**Records:**
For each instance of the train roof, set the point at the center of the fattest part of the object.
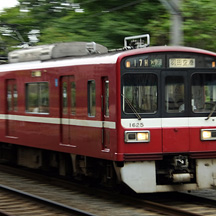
(98, 58)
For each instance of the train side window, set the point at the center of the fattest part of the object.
(64, 98)
(73, 98)
(91, 98)
(174, 94)
(37, 97)
(106, 105)
(12, 95)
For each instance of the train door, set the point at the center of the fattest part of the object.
(105, 113)
(12, 97)
(68, 107)
(175, 123)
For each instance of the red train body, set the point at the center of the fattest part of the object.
(115, 115)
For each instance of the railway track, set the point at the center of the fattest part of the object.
(15, 202)
(96, 202)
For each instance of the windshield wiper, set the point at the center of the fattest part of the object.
(132, 107)
(212, 111)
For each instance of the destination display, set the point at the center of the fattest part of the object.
(182, 63)
(147, 61)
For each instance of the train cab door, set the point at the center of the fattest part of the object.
(12, 106)
(105, 114)
(175, 123)
(68, 102)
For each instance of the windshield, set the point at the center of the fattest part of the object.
(141, 91)
(203, 92)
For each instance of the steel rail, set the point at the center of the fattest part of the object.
(66, 208)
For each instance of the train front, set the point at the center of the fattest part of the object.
(168, 119)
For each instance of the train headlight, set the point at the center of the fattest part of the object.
(137, 136)
(208, 134)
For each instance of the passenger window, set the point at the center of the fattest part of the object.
(12, 96)
(37, 96)
(73, 98)
(106, 98)
(174, 94)
(91, 98)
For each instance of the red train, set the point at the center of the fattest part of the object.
(145, 117)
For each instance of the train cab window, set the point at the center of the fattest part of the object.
(203, 98)
(12, 96)
(140, 93)
(174, 94)
(91, 98)
(37, 97)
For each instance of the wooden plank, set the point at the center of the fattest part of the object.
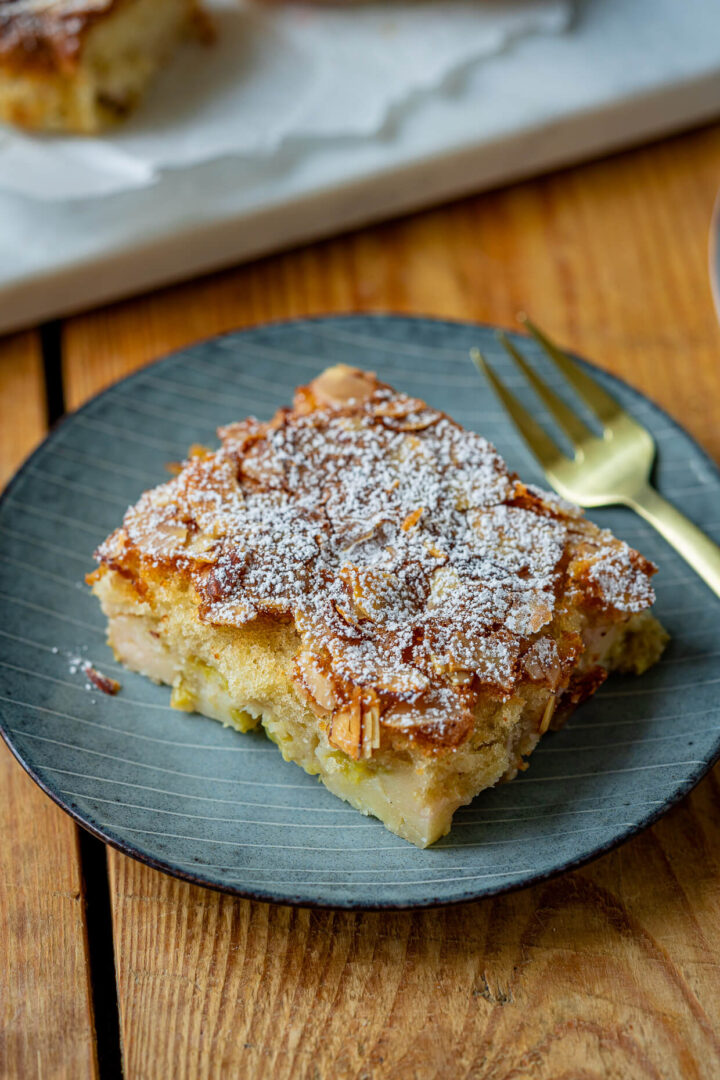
(607, 972)
(45, 1018)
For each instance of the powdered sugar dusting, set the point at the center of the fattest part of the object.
(412, 564)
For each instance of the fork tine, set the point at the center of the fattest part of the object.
(576, 431)
(539, 442)
(605, 407)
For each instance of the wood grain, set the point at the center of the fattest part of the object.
(45, 1021)
(608, 972)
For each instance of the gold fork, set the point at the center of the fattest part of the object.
(611, 468)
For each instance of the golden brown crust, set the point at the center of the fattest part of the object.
(46, 36)
(420, 575)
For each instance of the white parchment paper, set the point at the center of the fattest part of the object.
(277, 73)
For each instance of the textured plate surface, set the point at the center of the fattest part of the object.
(190, 797)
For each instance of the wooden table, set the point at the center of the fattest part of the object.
(611, 971)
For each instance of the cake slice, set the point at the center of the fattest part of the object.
(366, 579)
(80, 65)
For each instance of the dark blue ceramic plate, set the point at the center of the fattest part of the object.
(208, 805)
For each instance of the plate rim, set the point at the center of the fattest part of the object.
(287, 898)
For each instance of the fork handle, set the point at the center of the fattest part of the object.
(702, 553)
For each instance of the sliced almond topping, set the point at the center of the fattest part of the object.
(412, 518)
(347, 729)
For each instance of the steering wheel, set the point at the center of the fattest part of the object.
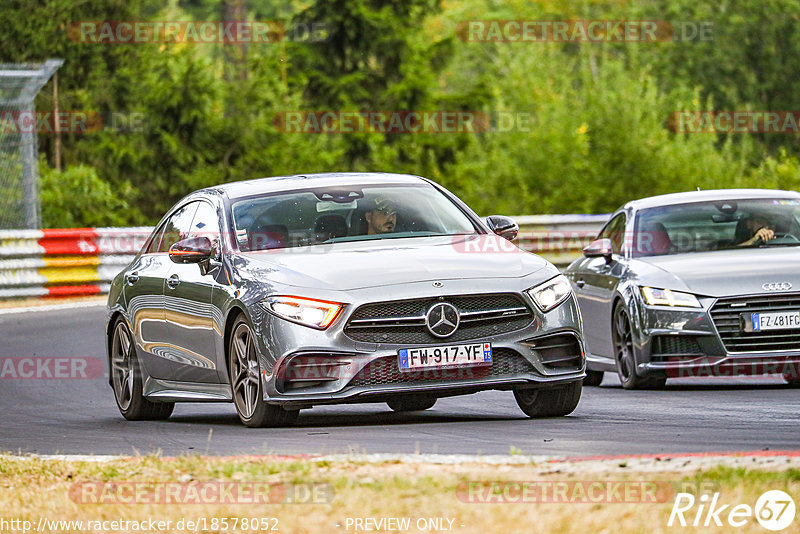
(791, 238)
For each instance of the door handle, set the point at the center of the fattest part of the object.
(173, 281)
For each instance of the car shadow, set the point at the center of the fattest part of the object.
(708, 387)
(308, 419)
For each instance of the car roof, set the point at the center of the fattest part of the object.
(709, 195)
(302, 181)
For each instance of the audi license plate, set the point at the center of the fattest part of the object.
(773, 321)
(445, 356)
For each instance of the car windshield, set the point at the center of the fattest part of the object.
(336, 214)
(718, 225)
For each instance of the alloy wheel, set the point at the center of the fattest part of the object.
(623, 344)
(244, 367)
(122, 371)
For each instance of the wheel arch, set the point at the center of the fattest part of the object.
(112, 320)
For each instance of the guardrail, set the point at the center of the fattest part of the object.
(83, 261)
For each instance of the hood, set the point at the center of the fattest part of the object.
(721, 273)
(363, 264)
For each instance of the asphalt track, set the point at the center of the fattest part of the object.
(78, 416)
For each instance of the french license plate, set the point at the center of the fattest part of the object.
(445, 356)
(773, 321)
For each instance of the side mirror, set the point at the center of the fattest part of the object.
(599, 248)
(503, 226)
(191, 250)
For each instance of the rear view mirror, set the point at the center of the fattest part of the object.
(503, 226)
(191, 250)
(599, 248)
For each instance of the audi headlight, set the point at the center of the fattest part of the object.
(667, 297)
(551, 293)
(309, 312)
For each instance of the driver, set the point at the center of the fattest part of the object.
(758, 227)
(382, 217)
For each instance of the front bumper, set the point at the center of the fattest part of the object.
(659, 327)
(368, 372)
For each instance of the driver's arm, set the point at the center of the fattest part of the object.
(763, 235)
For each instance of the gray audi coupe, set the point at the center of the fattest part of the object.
(698, 284)
(284, 293)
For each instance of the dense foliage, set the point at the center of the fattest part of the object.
(599, 131)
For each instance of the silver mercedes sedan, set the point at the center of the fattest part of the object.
(699, 284)
(284, 293)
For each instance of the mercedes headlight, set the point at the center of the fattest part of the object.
(309, 312)
(551, 293)
(667, 297)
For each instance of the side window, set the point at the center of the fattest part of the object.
(152, 248)
(206, 222)
(615, 231)
(178, 226)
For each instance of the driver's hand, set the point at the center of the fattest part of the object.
(764, 235)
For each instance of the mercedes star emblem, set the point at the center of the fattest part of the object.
(442, 320)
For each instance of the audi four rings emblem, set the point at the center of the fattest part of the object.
(442, 319)
(777, 286)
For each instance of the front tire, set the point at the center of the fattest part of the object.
(126, 379)
(246, 382)
(622, 335)
(411, 404)
(555, 402)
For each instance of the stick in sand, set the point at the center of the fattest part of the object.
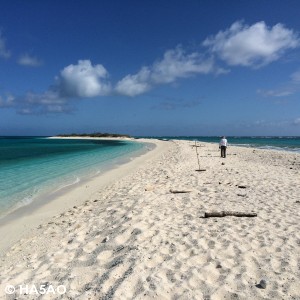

**Stated problem:** How many lines of the data contain the word "window"? Give only the number.

**Exercise output:** 4